Kings Day – Wear Orange
Pella, Iowa • May 2, 2026
Every May, Pella turns orange.
The tulips open, the klompen echo on Franklin Street, and a small Iowa
town remembers a story older than its storefronts and windmills. Kings
Day—rooted in the Dutch Koningsdag tradition—has become one of the Midwest’s
most joyful civic rituals. But beneath the pastries and parades lies a history
that speaks directly to our cultural moment, and perhaps to an opportunity
national leadership could have embraced.
A Festival Born From Flight
Pella was founded in 1847 by Dutch immigrants fleeing religious
persecution—not from a secular regime, but from a Christian-majority state
church in the Netherlands. The Reformed Church was the official religion,
and dissenters faced fines, harassment, and restrictions on worship. Reverend Hendrik
Scholte and his followers crossed the Atlantic not because they rejected
Christianity, but because they longed for the freedom to practice it without
state interference.
They named their new settlement Pella, after the ancient refuge
where early Christians fled during the Roman-Jewish conflict. It was a
theological declaration: faith flourishes when it is not coerced.
Kings Day in Pella is not merely a cultural festival; it is a living
reminder that religious liberty is fragile, precious, and often misunderstood.
A Missed Moment for National
Leadership
This year’s celebration—May 2, 2026—arrived at a time when the country is
wrestling with questions of identity, belonging, and the meaning of freedom. It
was, in many ways, a perfect moment for the administration to highlight a story
that embodies the best of the American experiment: refugees seeking liberty,
building community, and contributing richly to the nation.
A simple acknowledgment—a statement, a visit, even a symbolic nod—could
have underscored themes the country urgently needs:
- the value of
- religious freedom
- the dignity of
- immigrants
- the beauty of
- cultural traditions woven into American life
- the reminder
- that patriotism is strengthened, not threatened, by diversity
Instead, the day passed quietly at the national level. Not with
hostility, but with absence. And absence, too, communicates something.

◆ **Material shown**
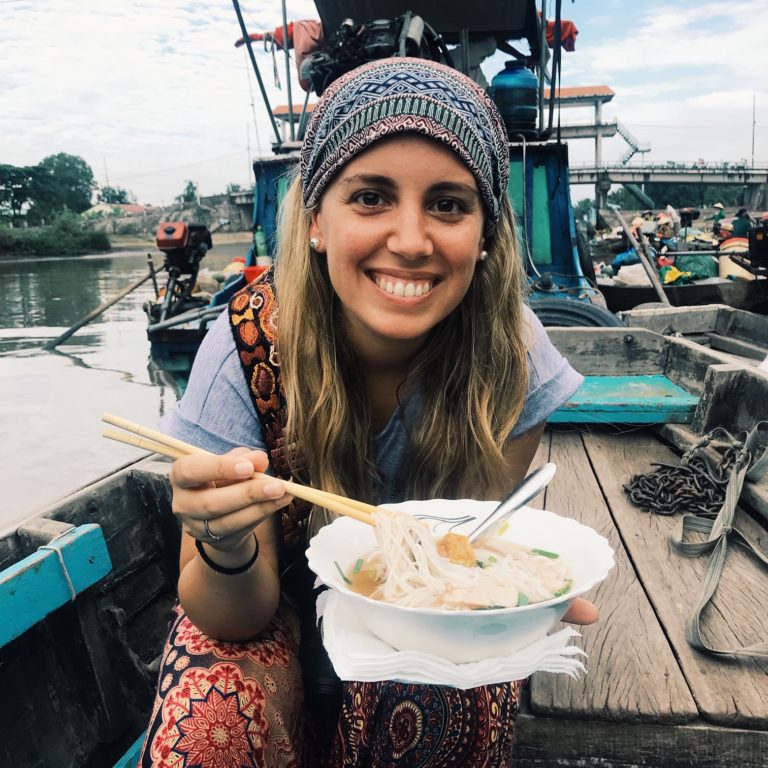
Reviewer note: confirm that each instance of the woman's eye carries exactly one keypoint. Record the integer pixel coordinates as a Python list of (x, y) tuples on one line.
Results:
[(448, 205), (368, 198)]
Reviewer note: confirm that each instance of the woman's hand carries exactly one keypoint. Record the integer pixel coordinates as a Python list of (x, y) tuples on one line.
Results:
[(217, 499), (581, 612)]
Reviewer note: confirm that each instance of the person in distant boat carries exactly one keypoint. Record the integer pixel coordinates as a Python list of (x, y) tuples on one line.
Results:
[(717, 217), (403, 363), (742, 223), (671, 212)]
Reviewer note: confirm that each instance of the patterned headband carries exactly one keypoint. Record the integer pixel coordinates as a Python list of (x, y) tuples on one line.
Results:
[(399, 95)]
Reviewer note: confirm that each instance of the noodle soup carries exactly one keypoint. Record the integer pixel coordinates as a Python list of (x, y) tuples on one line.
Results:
[(411, 566), (461, 634)]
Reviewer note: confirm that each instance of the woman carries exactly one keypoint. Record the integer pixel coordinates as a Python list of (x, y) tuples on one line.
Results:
[(406, 367)]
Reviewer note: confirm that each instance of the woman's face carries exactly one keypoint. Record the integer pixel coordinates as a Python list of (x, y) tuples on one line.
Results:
[(401, 228)]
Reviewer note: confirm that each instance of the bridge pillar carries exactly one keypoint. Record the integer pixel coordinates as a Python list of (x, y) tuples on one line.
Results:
[(602, 188), (756, 197)]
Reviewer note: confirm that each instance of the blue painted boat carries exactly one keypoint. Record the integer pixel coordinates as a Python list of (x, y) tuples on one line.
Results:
[(85, 588)]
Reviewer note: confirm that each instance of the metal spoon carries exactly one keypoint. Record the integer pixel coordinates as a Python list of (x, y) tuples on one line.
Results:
[(532, 486)]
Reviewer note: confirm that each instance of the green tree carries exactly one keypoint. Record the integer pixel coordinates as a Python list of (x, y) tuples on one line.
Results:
[(115, 195), (15, 189), (61, 182)]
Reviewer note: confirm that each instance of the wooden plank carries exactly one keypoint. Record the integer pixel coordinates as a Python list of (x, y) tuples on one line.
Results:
[(726, 692), (37, 585), (687, 363), (742, 324), (611, 351), (545, 742), (737, 346), (632, 673), (649, 399), (668, 320)]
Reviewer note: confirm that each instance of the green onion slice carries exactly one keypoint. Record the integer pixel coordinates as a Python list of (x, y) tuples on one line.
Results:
[(546, 553), (343, 575)]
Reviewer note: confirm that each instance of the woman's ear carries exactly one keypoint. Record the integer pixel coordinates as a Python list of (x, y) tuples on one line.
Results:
[(315, 240)]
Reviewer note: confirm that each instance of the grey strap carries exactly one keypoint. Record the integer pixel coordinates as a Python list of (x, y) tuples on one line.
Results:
[(718, 531)]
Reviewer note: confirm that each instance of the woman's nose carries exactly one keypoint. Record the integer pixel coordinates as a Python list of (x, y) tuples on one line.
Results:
[(410, 234)]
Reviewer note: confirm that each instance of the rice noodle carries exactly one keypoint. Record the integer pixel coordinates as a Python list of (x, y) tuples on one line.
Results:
[(409, 570)]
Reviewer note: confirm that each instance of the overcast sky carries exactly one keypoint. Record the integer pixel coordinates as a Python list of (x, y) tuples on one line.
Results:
[(152, 93)]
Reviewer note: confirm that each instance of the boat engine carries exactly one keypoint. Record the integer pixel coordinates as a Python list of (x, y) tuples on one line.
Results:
[(184, 246), (354, 44)]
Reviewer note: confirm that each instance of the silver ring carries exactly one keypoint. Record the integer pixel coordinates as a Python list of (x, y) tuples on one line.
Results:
[(209, 534)]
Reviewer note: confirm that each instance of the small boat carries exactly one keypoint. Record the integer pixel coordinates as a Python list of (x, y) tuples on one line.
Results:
[(190, 300), (735, 271), (179, 315), (741, 334), (86, 587)]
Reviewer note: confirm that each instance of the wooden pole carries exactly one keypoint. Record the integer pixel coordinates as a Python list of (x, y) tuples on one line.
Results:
[(49, 345)]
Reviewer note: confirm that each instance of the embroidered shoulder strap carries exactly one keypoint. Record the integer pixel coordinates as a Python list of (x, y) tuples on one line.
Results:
[(253, 320)]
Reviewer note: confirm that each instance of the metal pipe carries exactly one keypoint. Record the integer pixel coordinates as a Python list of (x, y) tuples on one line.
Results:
[(249, 46), (645, 259), (288, 71), (195, 314)]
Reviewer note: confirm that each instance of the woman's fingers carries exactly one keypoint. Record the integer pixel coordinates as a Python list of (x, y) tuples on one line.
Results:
[(209, 503), (198, 470), (222, 493), (581, 612)]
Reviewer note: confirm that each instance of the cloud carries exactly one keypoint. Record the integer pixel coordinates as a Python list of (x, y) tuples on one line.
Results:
[(152, 93)]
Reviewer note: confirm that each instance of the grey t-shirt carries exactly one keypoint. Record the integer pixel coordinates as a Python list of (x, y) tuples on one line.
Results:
[(216, 412)]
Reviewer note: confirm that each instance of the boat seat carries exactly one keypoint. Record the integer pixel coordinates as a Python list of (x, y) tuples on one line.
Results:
[(65, 565), (648, 399), (131, 756)]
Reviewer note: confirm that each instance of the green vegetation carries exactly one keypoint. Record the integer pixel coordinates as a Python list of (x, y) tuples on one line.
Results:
[(64, 236), (37, 193), (115, 196)]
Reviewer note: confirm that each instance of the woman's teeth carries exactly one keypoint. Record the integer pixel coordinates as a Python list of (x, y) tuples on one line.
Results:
[(399, 288)]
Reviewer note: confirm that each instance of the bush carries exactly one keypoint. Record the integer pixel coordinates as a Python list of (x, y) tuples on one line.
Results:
[(64, 237)]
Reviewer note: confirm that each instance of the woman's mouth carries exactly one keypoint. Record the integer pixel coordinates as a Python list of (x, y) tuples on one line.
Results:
[(401, 287)]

◆ **Activity**
Rewrite the part of the Kings Day article that begins with the words "They named their" and stops after "and often misunderstood.", with "settlement" changed to "colony".

◆ **Answer for the task**
They named their new colony Pella, after the ancient refuge
where early Christians fled during the Roman-Jewish conflict. It was a
theological declaration: faith flourishes when it is not coerced.
Kings Day in Pella is not merely a cultural festival; it is a living
reminder that religious liberty is fragile, precious, and often misunderstood.